**IL BRANO:**
58.      Dall’altro lato, secondo il governo tedesco, il sistema dei mezzi di ricorso introdotto dalle disposizioni del capo VIII del RGPD deve essere concepito come un insieme minimo di mezzi di ricorso integrabile dagli Stati membri. La natura non esaustiva di un tale sistema sarebbe giustificata dal fatto che il RGPD ha anche l’obiettivo di proteggere le condizioni di concorrenza e di impedire le distorsioni che potrebbero derivare da differenze nel livello di protezione dei dati, e dal fatto che la possibilità per un concorrente di lamentare la violazione da parte di un altro concorrente delle disposizioni sostanziali di tale regolamento rafforzerebbe il carattere operativo di quest’ultimo.

 

59.      Le parti hanno quindi articolato le loro osservazioni intorno alla questione se il sistema di mezzi di ricorso previsto dal RGPD dovesse essere concepito come un sistema di armonizzazione esaustiva, il che inciderebbe, a loro avviso, sulla possibilità per gli Stati membri di prevedere nel loro diritto nazionale mezzi di ricorso alternativi a quelli stabiliti da tale regolamento.

**BREVE ESERCIZIO:** Prosegui il brano sui mezzi di ricorso previsti dal RGPD, ripartendo dopo la sua ultima frase.

**ELENCO DELLE VOCI:**

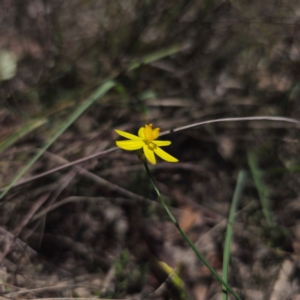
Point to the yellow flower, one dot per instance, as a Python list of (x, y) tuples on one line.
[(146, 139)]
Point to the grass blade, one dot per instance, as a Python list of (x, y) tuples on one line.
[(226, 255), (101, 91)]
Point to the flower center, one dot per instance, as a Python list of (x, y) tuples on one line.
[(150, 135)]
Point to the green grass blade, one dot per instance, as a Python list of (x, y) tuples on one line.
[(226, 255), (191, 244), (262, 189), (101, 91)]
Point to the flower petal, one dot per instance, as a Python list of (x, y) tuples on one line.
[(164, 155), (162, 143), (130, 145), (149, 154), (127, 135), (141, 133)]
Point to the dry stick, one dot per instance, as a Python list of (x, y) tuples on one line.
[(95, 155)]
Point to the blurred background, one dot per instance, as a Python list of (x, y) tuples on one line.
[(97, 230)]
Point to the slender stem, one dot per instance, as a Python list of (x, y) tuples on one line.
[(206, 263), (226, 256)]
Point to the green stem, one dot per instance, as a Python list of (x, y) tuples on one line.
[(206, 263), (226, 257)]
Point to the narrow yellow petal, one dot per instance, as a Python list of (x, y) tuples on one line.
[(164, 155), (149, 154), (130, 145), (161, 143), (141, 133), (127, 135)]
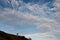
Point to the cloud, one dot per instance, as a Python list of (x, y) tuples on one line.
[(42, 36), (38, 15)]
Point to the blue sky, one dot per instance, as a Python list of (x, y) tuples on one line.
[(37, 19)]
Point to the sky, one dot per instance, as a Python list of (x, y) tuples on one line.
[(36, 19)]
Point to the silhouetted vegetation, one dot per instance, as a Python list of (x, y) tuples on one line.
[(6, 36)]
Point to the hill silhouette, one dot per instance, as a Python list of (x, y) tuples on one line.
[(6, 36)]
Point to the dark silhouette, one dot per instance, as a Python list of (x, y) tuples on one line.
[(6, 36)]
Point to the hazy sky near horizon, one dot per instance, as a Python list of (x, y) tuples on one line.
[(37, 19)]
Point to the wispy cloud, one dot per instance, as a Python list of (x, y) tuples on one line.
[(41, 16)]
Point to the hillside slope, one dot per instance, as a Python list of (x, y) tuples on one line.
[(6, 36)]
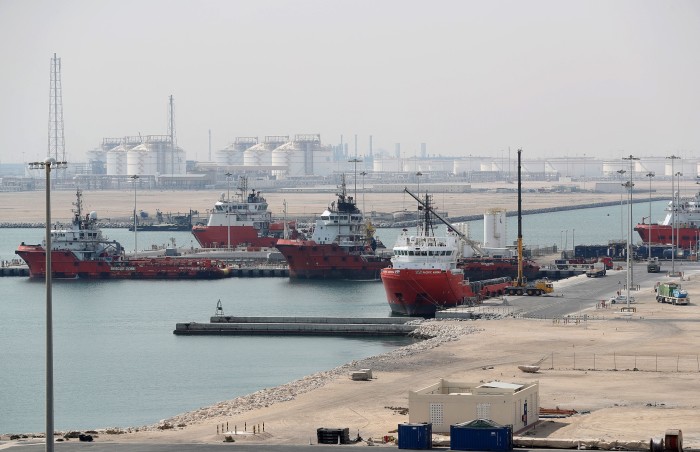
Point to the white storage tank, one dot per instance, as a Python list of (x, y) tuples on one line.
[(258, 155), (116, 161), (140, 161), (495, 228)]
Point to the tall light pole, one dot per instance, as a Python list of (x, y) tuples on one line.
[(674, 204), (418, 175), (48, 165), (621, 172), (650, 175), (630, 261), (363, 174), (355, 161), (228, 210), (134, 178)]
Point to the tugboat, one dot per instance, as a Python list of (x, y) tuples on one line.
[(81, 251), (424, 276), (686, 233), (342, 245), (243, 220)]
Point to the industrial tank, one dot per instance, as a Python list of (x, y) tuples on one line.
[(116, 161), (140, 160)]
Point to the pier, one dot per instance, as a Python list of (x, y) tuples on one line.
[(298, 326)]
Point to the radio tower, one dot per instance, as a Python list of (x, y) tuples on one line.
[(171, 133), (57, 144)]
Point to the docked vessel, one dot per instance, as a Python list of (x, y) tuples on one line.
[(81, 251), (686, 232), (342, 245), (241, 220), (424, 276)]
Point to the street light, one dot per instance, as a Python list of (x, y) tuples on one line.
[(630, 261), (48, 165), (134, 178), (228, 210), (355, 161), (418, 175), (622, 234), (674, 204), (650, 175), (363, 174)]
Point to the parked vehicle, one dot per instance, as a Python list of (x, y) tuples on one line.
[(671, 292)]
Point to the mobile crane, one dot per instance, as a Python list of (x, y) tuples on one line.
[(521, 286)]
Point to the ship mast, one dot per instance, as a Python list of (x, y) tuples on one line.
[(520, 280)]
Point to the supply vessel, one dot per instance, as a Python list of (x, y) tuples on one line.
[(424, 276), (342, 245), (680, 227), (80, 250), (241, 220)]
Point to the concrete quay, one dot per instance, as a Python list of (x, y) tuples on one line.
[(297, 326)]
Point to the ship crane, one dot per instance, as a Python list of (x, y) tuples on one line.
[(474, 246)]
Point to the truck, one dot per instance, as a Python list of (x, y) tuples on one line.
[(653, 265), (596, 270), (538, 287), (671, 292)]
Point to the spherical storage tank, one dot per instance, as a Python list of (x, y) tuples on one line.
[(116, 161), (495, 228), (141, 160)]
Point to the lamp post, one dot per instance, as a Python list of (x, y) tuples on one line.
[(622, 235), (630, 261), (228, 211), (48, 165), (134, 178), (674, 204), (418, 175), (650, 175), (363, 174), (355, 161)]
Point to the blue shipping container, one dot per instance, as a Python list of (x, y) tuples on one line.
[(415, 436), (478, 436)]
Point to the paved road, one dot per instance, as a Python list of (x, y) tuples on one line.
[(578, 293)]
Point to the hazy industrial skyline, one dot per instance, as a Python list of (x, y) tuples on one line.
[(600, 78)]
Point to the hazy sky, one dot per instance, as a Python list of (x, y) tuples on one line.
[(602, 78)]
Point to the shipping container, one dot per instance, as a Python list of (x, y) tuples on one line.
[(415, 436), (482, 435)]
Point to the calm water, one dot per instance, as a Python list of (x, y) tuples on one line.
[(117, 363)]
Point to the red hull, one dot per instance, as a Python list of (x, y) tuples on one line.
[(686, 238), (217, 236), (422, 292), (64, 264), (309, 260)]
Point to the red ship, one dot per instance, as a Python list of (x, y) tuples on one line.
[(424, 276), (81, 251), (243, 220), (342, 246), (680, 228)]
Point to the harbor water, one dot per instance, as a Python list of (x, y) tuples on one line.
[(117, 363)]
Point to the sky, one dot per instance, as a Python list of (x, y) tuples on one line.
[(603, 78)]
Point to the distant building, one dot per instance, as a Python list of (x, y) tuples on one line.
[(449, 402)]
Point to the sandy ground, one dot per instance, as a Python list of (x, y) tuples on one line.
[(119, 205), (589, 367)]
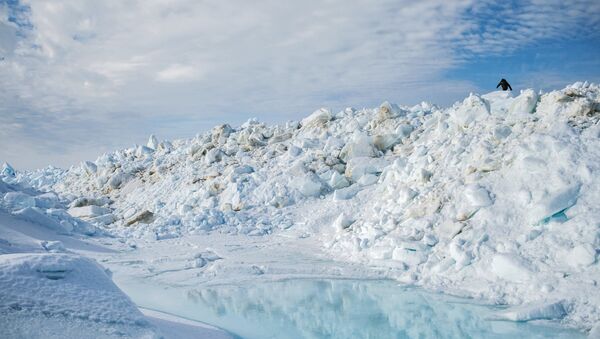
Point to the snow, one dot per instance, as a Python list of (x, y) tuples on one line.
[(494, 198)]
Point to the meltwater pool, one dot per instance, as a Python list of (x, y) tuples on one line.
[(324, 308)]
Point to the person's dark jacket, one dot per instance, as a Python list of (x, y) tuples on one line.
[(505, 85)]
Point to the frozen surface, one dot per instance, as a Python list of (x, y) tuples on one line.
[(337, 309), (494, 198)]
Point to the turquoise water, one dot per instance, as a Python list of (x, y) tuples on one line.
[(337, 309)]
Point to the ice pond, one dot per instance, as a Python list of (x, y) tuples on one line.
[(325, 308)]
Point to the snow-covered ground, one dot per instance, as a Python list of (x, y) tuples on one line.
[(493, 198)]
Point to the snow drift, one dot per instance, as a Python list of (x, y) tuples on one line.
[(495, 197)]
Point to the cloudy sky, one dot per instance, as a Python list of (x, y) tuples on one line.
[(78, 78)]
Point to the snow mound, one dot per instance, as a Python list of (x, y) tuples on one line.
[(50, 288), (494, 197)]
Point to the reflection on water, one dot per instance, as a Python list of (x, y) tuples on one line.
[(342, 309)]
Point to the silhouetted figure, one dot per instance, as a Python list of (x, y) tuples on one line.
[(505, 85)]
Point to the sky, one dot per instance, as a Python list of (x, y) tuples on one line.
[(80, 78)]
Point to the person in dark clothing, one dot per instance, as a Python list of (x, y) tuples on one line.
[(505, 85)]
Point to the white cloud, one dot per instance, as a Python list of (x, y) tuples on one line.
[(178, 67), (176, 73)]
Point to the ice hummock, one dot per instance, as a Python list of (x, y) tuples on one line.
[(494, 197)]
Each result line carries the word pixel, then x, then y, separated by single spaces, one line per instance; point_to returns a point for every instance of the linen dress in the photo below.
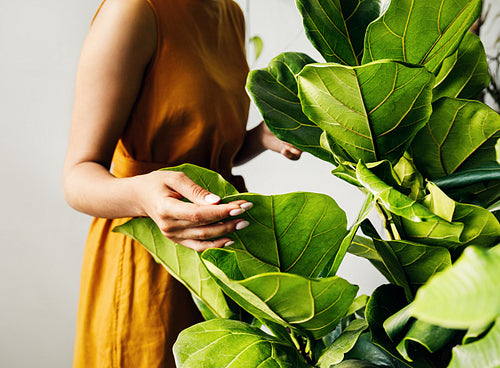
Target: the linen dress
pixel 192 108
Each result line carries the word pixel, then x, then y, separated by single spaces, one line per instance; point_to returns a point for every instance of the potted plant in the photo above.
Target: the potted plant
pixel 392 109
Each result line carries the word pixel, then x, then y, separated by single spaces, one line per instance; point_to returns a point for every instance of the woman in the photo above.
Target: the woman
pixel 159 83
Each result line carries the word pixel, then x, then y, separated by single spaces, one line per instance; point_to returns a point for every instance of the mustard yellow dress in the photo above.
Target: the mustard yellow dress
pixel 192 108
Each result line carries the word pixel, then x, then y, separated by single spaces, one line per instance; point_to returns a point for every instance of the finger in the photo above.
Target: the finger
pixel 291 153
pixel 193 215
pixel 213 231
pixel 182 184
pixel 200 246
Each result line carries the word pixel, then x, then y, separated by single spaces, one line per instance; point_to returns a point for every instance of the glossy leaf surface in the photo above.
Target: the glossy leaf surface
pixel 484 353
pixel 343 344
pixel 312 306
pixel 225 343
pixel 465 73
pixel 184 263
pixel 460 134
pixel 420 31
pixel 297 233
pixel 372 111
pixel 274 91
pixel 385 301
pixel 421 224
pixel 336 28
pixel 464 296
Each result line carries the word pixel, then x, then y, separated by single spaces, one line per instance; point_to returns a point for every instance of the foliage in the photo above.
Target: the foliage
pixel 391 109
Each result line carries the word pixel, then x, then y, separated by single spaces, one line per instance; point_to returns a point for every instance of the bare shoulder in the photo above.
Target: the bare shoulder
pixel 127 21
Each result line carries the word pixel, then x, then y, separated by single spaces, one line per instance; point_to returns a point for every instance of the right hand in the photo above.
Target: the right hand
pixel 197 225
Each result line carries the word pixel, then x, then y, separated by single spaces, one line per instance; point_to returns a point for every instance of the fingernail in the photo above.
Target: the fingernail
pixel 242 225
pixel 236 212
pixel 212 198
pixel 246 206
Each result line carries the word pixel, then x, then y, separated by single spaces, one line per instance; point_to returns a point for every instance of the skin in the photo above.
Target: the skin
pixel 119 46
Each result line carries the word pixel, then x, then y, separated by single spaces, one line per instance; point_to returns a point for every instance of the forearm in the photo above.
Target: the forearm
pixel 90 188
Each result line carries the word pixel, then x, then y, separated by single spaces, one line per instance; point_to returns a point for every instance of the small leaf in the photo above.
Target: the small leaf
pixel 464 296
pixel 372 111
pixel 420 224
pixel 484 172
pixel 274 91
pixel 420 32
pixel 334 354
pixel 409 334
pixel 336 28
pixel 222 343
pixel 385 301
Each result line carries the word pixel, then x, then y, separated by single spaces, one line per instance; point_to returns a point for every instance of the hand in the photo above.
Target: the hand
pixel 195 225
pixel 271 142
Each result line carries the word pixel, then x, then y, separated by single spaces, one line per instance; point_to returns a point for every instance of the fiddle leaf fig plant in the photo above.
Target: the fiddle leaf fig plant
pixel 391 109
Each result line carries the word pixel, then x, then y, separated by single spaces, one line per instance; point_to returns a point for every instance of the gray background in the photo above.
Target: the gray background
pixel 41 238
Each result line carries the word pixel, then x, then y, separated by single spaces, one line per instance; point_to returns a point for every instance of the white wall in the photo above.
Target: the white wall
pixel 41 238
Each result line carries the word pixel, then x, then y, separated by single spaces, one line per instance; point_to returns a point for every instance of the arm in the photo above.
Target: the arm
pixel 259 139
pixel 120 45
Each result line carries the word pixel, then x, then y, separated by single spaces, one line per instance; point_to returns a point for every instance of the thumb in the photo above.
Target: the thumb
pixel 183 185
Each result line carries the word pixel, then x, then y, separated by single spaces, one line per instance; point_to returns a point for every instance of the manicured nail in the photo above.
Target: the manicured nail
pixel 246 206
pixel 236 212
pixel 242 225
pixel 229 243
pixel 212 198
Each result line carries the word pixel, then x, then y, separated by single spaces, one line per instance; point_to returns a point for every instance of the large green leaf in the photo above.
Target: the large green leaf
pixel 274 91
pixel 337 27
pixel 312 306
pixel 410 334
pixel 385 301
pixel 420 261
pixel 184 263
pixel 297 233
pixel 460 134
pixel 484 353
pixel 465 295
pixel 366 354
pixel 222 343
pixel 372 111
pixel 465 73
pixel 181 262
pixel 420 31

**LA RISPOSTA:**
60.      Tuttavia, se la decisione sulla natura o meno esaustiva del sistema dei mezzi di ricorso è un elemento rilevante per fornire una risposta utile alla prima questione pregiudiziale, mi sembra, per le ragioni che esporrò, che una tale analisi richieda innanzitutto l’esame della questione di fondo dell’identificazione dei soggetti che godono della protezione offerta dalle norme, sia sostanziali che procedurali, del RGPD. Infatti, nell’ipotesi in cui le imprese titolari del trattamento dei dati dovessero essere considerate titolari di diritti attribuiti dal RGPD, tale regolamento dovrebbe, a mio parere, essere interpretato nel senso di imporre al diritto nazionale di predisporre mezzi di ricorso volti a far valere tali diritti. Inizierò quindi la mia analisi da tale punto, prima di rispondere alla questione se il sistema dei mezzi di ricorso introdotto dal RGPD debba essere concepito come un sistema esaustivo, nel senso che esclude la possibilità, prevista dal diritto nazionale, per un’impresa di intentare un’azione inibitoria, promossa sulla base del divieto degli atti di concorrenza sleale, nei confronti di un concorrente facendo valere la violazione da parte di quest’ultimo delle disposizioni di tale regolamento.

 

1.      Identificazione dei titolari dei diritti attribuiti dal RGPD

 

61.      Mi accingerò, innanzitutto, a precisare la necessità di una tale identificazione, poi procedendovi, e infine esporrò le implicazioni dell’identificazione degli interessati come unici beneficiari dei diritti attribuiti dal RGPD in relazione alla risposta alla prima questione pregiudiziale.

 

a)      Sulla necessità di individuare i titolari dei diritti protetti dal RGPD

 

62.      La necessità, per rispondere alla questione pregiudiziale, di identificare innanzitutto i titolari dei diritti protetti dal RGPD prima di trattare la questione del carattere esaustivo del sistema dei mezzi di ricorso istituito da tale regolamento si spiega, a mio avviso, in due modi.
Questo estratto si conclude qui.